Saudi Arabia has its eye on China's JF-17 fighter. Image: X Screengrab

Saudi Arabia’s reported interest in converting financial support for Pakistan into a potential fighter jet deal highlights how Gulf arms procurement is increasingly shaped by strategic hedging and alliance politics rather than pure military necessity.

Pakistan and Saudi Arabia are in talks to convert about US$2 billion in Saudi loans into a deal for JF-17 Thunder jets. This move would deepen defense ties between the two long-time partners while easing Pakistan’s acute financial strain.

The discussions follow the signing of a mutual defense pact in September 2025 and center on the light combat aircraft jointly developed by Pakistan and China and produced at the Pakistan Aeronautical Complex.

The potential arrangement’s total value could hit $4 billion, with an additional $2 billion earmarked for weapons, training and support equipment, according to news reports. Neither government, however, has formally confirmed the talks.

-*-*-

Task instructions
**A.** Based on the article about Saudi Arabia's interest in the JF-17, explain what converting the Saudi loans into a jet deal would do for Pakistan and Saudi Arabia.
**B.** Pick up the article on the Saudi–Pakistan JF-17 talks right after its last sentence and keep writing it.

Record list

-*-*-

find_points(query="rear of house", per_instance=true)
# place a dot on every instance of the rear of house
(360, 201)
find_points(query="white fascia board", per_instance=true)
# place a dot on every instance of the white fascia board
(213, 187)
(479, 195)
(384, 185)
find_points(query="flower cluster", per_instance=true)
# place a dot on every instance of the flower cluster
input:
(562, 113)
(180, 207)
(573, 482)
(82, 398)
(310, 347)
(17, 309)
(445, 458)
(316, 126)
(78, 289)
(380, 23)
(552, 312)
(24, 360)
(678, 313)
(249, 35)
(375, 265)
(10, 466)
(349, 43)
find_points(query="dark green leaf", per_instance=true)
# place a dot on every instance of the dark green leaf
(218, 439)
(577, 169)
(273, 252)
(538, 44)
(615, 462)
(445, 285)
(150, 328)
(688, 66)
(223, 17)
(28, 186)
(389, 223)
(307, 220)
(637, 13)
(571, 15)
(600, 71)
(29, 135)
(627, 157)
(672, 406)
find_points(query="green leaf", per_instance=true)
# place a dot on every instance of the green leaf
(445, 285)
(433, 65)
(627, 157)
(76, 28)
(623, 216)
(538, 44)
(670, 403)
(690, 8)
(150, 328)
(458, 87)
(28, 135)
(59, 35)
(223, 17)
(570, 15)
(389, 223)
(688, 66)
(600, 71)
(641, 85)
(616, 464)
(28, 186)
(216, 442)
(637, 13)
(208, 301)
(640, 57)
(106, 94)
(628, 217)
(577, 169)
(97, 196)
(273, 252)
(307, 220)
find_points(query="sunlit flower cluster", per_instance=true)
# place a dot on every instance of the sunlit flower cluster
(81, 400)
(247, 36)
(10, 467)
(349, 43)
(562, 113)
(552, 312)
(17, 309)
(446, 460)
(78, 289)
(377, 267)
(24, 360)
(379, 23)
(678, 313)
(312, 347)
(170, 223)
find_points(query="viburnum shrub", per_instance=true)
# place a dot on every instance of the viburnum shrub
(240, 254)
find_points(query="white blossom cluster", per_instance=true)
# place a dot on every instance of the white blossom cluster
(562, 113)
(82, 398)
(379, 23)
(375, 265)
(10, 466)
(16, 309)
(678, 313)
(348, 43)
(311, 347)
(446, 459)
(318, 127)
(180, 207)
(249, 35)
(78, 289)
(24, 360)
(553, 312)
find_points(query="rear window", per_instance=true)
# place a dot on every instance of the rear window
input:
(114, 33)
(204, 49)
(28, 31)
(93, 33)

-*-*-

Replies
**A.** Turning about $2 billion in Saudi loans into a deal for JF-17 Thunder jets would deepen defense ties between the two long-time partners. It would also ease Pakistan's acute financial strain.

**B.**
For Pakistan, the proposed loan-to-arms conversion offers a dual benefit. Pakistani officials see it as a way to stabilize foreign exchange reserves while monetizing domestic defense manufacturing capacity at a time of chronic balance-of-payments pressure.

For Saudi Arabia, the talks reflect a broader reassessment of its security partnerships amid regional instability and lingering uncertainty over long-term US commitments.

Pakistan’s air force chief’s recent visit to Saudi Arabia to discuss defense cooperation and the regional security environment has further underscored the political momentum behind the discussions.

At the platform level, the JF-17’s relatively low cost and its claimed combat use against India last year have boosted its export appeal, even as questions persist about how a Chinese-linked aircraft would integrate into Saudi Arabia’s overwhelmingly Western-equipped air force.

These questions become sharper when examining the potential tactical roles such jets might play. Saudi Arabia’s most pressing concerns involve scenarios that demand greater airpower autonomy from the US, particularly in contingencies involving Iran and its regional proxies, such as the Houthis.

In the ongoing Yemen conflict, Saudi and Emirati aircraft fly thousands of sorties; cost-effective fighters like the JF-17 could help sustain similar high-tempo operations should Western arms supplies be constrained.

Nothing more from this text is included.